What to produce:
Produce a faithful copy of every record below, without the pictures.

Records:
[Start of Attachment]
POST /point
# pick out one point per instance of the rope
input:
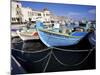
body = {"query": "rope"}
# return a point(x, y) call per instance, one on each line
point(19, 50)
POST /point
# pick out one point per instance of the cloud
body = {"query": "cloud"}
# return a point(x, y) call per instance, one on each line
point(93, 11)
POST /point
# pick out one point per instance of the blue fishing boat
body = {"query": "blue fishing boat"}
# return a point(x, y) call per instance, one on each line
point(51, 38)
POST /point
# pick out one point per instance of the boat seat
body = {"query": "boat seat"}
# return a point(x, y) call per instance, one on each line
point(78, 33)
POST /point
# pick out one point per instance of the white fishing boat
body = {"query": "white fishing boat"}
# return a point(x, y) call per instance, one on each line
point(30, 34)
[End of Attachment]
Response below:
POST /point
# pick out one point per instance of the rope
input:
body = {"query": "rope"}
# return a point(x, y) call per instance, one on each line
point(19, 50)
POST /point
# pick out one point per instance of the cloud
body = {"query": "cloud"}
# return a point(x, y) call per instance, one on each line
point(93, 11)
POST /point
# pick out one point per instance of the blue fishing boat
body = {"query": "blue fishing boat"}
# return a point(x, y) call per instance, one on each line
point(51, 38)
POST /point
# pick out one point per instance of the boat seat
body = {"query": "boat seat"}
# return a point(x, y) call per instance, one on each line
point(78, 33)
POST /point
# pick out one point per instance of the white fishing boat
body = {"query": "white fishing boat"}
# return a point(x, y) call per instance, one on each line
point(30, 34)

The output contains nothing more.